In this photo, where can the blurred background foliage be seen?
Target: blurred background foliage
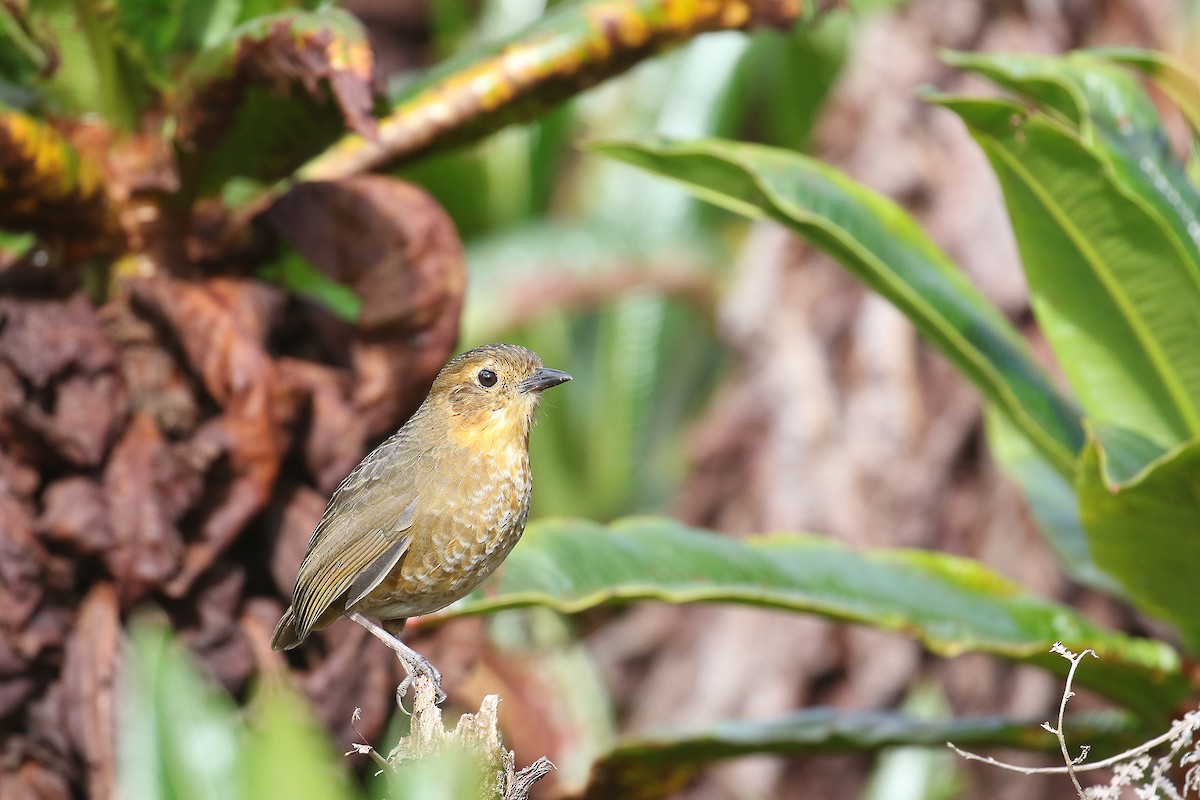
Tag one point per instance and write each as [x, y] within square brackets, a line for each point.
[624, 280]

...

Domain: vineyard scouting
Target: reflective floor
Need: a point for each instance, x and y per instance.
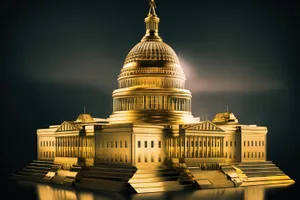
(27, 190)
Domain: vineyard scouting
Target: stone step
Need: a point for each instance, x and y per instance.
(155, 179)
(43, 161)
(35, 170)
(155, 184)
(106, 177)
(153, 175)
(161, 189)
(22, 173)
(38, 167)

* _ACTIVITY_
Report each line of the records that holds the word "background".

* _RESULT FOR THIS TASK_
In this photo, where can the blurred background foliage be seen?
Target: blurred background foliage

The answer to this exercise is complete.